### Task
Turn the records below into a Markdown table with two columns, "No." and "Record line," giving each line a row number and skipping blank lines. Omit the pictures from the table.

### Entries provided
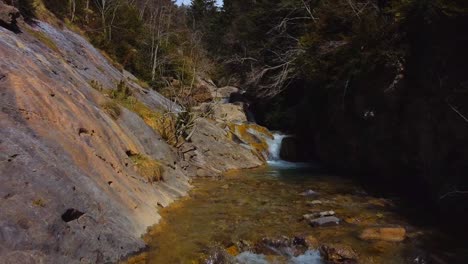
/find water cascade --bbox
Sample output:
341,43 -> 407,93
267,133 -> 287,161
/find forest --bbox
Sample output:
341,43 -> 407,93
3,0 -> 468,260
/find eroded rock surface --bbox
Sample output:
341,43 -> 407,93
0,12 -> 262,263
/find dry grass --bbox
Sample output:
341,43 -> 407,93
32,198 -> 46,207
130,154 -> 164,183
90,80 -> 180,146
229,124 -> 273,160
24,27 -> 60,53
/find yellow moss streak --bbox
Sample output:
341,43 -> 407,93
228,123 -> 273,160
90,80 -> 180,146
24,27 -> 60,53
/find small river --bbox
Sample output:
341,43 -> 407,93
124,158 -> 464,264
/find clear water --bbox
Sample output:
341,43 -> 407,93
122,162 -> 452,264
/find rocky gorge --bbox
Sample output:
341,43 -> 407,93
0,3 -> 267,263
0,0 -> 468,264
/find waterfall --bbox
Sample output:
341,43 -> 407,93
267,133 -> 286,161
266,133 -> 310,169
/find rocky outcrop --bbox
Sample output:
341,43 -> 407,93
359,227 -> 406,242
0,9 -> 263,263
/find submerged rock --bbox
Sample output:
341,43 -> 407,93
359,227 -> 406,242
309,216 -> 341,227
319,244 -> 358,264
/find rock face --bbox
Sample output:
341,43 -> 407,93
319,245 -> 358,264
195,103 -> 247,123
182,118 -> 263,176
211,86 -> 240,103
0,9 -> 263,263
359,227 -> 406,242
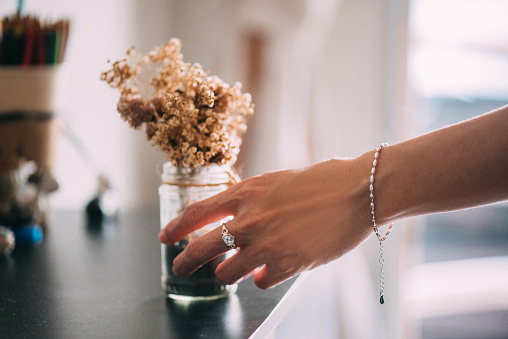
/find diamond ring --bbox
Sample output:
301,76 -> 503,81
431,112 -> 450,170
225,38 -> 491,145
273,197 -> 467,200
222,223 -> 236,250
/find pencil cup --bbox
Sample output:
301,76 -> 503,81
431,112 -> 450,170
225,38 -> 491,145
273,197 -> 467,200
0,65 -> 65,226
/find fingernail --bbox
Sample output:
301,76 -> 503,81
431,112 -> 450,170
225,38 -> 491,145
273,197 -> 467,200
159,231 -> 168,244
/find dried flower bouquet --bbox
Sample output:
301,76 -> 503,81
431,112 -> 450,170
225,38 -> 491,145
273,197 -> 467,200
101,38 -> 254,167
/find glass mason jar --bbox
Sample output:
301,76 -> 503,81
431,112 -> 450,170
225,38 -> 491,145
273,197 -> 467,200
159,162 -> 237,300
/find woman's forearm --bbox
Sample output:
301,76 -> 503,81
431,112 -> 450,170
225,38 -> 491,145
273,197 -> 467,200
372,106 -> 508,223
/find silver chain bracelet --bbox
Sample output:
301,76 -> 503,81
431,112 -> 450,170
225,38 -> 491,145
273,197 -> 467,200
369,144 -> 393,304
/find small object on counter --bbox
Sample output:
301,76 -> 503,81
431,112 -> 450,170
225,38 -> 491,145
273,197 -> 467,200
0,226 -> 16,256
85,175 -> 118,226
11,223 -> 43,244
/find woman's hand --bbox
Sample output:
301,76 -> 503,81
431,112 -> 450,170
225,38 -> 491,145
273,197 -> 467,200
159,157 -> 373,289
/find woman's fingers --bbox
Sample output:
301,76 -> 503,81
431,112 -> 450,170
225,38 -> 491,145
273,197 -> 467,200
173,227 -> 229,277
215,247 -> 262,284
159,190 -> 235,245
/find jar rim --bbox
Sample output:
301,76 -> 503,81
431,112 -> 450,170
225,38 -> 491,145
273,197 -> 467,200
161,161 -> 232,185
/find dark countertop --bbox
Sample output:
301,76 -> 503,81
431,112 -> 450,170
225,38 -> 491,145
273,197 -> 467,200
0,212 -> 294,338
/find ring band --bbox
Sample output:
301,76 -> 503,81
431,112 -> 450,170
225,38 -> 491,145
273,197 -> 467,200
222,223 -> 236,250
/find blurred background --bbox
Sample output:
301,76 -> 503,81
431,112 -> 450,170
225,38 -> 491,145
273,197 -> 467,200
0,0 -> 508,339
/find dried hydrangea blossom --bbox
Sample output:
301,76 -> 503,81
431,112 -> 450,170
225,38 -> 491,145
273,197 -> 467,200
101,38 -> 254,167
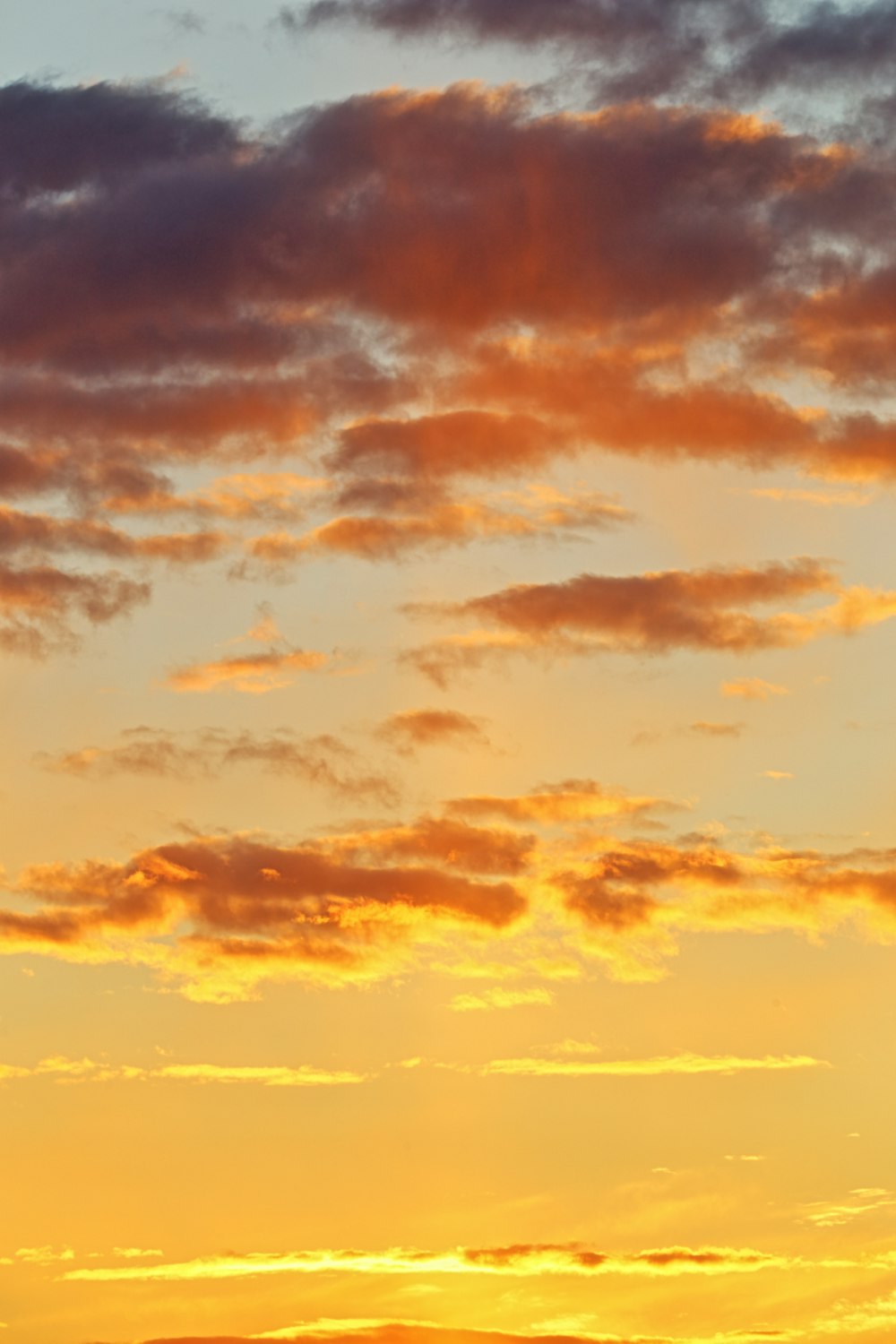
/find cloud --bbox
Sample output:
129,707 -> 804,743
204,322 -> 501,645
291,0 -> 896,109
549,838 -> 896,981
465,1054 -> 831,1078
688,719 -> 745,738
450,986 -> 554,1012
0,562 -> 151,658
804,1187 -> 896,1228
0,71 -> 893,664
247,489 -> 632,564
329,816 -> 535,876
376,710 -> 490,754
35,728 -> 396,804
446,780 -> 672,825
0,1056 -> 369,1086
404,559 -> 896,685
721,676 -> 790,701
62,1244 -> 804,1284
0,823 -> 527,1002
165,650 -> 331,695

### The output
| No. | Record line |
|---|---|
| 1 | /find water cascade --bbox |
| 2 | Sample output: |
| 3 | 341,43 -> 407,93 |
| 4 | 267,133 -> 287,161 |
| 5 | /find forest --bbox |
| 6 | Sample output: |
| 7 | 341,43 -> 407,93 |
| 8 | 3,0 -> 468,260 |
| 9 | /find eroded rock surface --bbox |
| 10 | Sample output: |
| 11 | 341,43 -> 407,93 |
| 12 | 0,12 -> 262,263 |
| 13 | /find dry grass --bbox |
| 14 | Sample output: |
| 15 | 341,43 -> 407,93 |
| 16 | 32,198 -> 46,207 |
| 17 | 130,154 -> 164,183 |
| 18 | 90,80 -> 180,146 |
| 19 | 229,124 -> 273,160 |
| 20 | 24,27 -> 60,53 |
| 21 | /find yellow moss streak --bbox |
| 22 | Sample output: |
| 23 | 341,43 -> 407,93 |
| 24 | 228,123 -> 273,160 |
| 25 | 90,80 -> 180,146 |
| 26 | 24,27 -> 60,53 |
| 27 | /find small river --bbox |
| 28 | Sample output: |
| 29 | 341,43 -> 407,93 |
| 30 | 124,158 -> 464,264 |
| 31 | /find clear water --bbox |
| 32 | Sample output: |
| 33 | 341,43 -> 407,93 |
| 34 | 122,162 -> 452,264 |
| 35 | /find rocky gorge --bbox |
| 36 | Sample output: |
| 37 | 341,43 -> 407,93 |
| 38 | 0,3 -> 267,263 |
| 39 | 0,0 -> 468,264 |
| 40 | /find waterfall --bbox |
| 41 | Sample output: |
| 42 | 341,43 -> 407,93 |
| 43 | 267,133 -> 286,161 |
| 44 | 266,133 -> 310,169 |
| 45 | /find rocky outcrop --bbox |
| 46 | Sample output: |
| 47 | 341,43 -> 407,93 |
| 48 | 359,227 -> 406,242 |
| 49 | 0,9 -> 263,263 |
| 50 | /find submerged rock --bbox |
| 51 | Sample output: |
| 52 | 341,43 -> 407,93 |
| 53 | 359,227 -> 406,242 |
| 54 | 309,216 -> 341,227 |
| 55 | 319,244 -> 358,264 |
| 56 | /find rock face --bbox |
| 57 | Sample output: |
| 58 | 341,43 -> 407,93 |
| 59 | 319,245 -> 358,264 |
| 60 | 195,103 -> 247,123 |
| 61 | 182,118 -> 263,176 |
| 62 | 211,86 -> 240,103 |
| 63 | 0,9 -> 263,263 |
| 64 | 359,227 -> 406,242 |
| 65 | /find diamond ring --bbox |
| 66 | Sample output: |
| 67 | 301,76 -> 503,81 |
| 68 | 431,112 -> 450,170 |
| 69 | 225,38 -> 491,145 |
| 70 | 273,197 -> 467,200 |
| 71 | 222,223 -> 236,250 |
| 72 | /find pencil cup --bbox |
| 73 | Sample output: |
| 74 | 301,76 -> 503,81 |
| 75 | 431,112 -> 450,170 |
| 76 | 225,38 -> 491,145 |
| 77 | 273,197 -> 467,200 |
| 78 | 0,65 -> 65,226 |
| 79 | /find fingernail --bbox |
| 80 | Sample output: |
| 81 | 301,76 -> 503,81 |
| 82 | 431,112 -> 450,170 |
| 83 | 225,38 -> 491,145 |
| 84 | 273,197 -> 467,200 |
| 85 | 159,231 -> 168,244 |
| 86 | /find dried flower bouquet --bbox |
| 87 | Sample output: |
| 88 | 301,76 -> 503,81 |
| 89 | 431,112 -> 450,170 |
| 90 | 225,38 -> 491,145 |
| 91 | 273,197 -> 467,200 |
| 92 | 101,38 -> 254,167 |
| 93 | /find glass mason jar --bbox |
| 94 | Sample output: |
| 95 | 301,76 -> 503,81 |
| 96 | 431,112 -> 450,170 |
| 97 | 225,38 -> 491,145 |
| 98 | 273,197 -> 467,200 |
| 99 | 159,162 -> 237,300 |
| 100 | /find woman's forearm --bbox |
| 101 | Sample output: |
| 102 | 301,76 -> 503,81 |
| 103 | 431,112 -> 450,170 |
| 104 | 225,38 -> 491,145 |
| 105 | 273,197 -> 467,200 |
| 106 | 372,106 -> 508,223 |
| 107 | /find silver chain bracelet --bbox |
| 108 | Sample output: |
| 109 | 301,76 -> 503,81 |
| 110 | 431,112 -> 450,170 |
| 111 | 225,38 -> 491,145 |
| 112 | 273,197 -> 467,200 |
| 113 | 369,144 -> 393,304 |
| 114 | /find small object on counter --bbox |
| 115 | Sample output: |
| 116 | 301,76 -> 503,81 |
| 117 | 431,112 -> 450,170 |
| 118 | 225,38 -> 491,145 |
| 119 | 273,197 -> 467,200 |
| 120 | 0,226 -> 16,256 |
| 121 | 85,175 -> 118,226 |
| 122 | 11,223 -> 43,244 |
| 123 | /find woman's hand --bbox |
| 124 | Sample output: |
| 125 | 301,76 -> 503,81 |
| 126 | 431,112 -> 450,170 |
| 127 | 225,38 -> 491,145 |
| 128 | 273,197 -> 467,200 |
| 129 | 159,157 -> 373,289 |
| 130 | /find woman's fingers --bbox |
| 131 | Sample output: |
| 132 | 301,76 -> 503,81 |
| 133 | 431,112 -> 450,170 |
| 134 | 225,38 -> 491,145 |
| 135 | 273,197 -> 467,200 |
| 136 | 173,227 -> 229,277 |
| 137 | 215,247 -> 262,284 |
| 138 | 159,190 -> 235,245 |
| 139 | /find jar rim --bbox |
| 140 | Sample output: |
| 141 | 301,76 -> 503,81 |
| 142 | 431,112 -> 450,170 |
| 143 | 225,38 -> 491,145 |
| 144 | 273,197 -> 467,200 |
| 145 | 161,161 -> 232,185 |
| 146 | /find dark countertop --bbox |
| 147 | Sample output: |
| 148 | 301,76 -> 503,81 |
| 149 | 431,112 -> 450,170 |
| 150 | 225,38 -> 491,145 |
| 151 | 273,197 -> 467,200 |
| 152 | 0,212 -> 294,338 |
| 153 | /find ring band --bbox |
| 154 | Sample output: |
| 155 | 301,76 -> 503,81 |
| 156 | 431,112 -> 450,170 |
| 157 | 225,38 -> 491,145 |
| 158 | 273,197 -> 467,200 |
| 159 | 222,223 -> 236,250 |
| 160 | /find blurred background --bbox |
| 161 | Sample output: |
| 162 | 301,76 -> 503,81 |
| 163 | 431,112 -> 450,170 |
| 164 | 225,38 -> 491,145 |
| 165 | 273,197 -> 467,200 |
| 166 | 0,0 -> 508,339 |
| 167 | /find dried hydrangea blossom --bbox |
| 168 | Sample output: |
| 169 | 301,76 -> 503,81 |
| 170 | 431,112 -> 450,170 |
| 171 | 225,38 -> 491,145 |
| 172 | 273,197 -> 467,200 |
| 173 | 101,38 -> 254,167 |
| 174 | /find cloud --bbox |
| 175 | Sample output: |
| 176 | 129,707 -> 804,743 |
| 177 | 204,322 -> 501,645 |
| 178 | 291,0 -> 896,109 |
| 179 | 549,838 -> 896,981 |
| 180 | 465,1054 -> 831,1078 |
| 181 | 688,719 -> 745,738 |
| 182 | 450,986 -> 554,1012 |
| 183 | 0,562 -> 151,658 |
| 184 | 804,1187 -> 896,1228 |
| 185 | 0,71 -> 893,664 |
| 186 | 247,489 -> 632,564 |
| 187 | 329,816 -> 535,876 |
| 188 | 376,710 -> 490,754 |
| 189 | 35,728 -> 396,804 |
| 190 | 446,780 -> 672,825 |
| 191 | 0,1056 -> 369,1086 |
| 192 | 404,559 -> 896,685 |
| 193 | 721,676 -> 790,701 |
| 194 | 62,1244 -> 804,1284 |
| 195 | 0,823 -> 527,1002 |
| 196 | 165,650 -> 331,695 |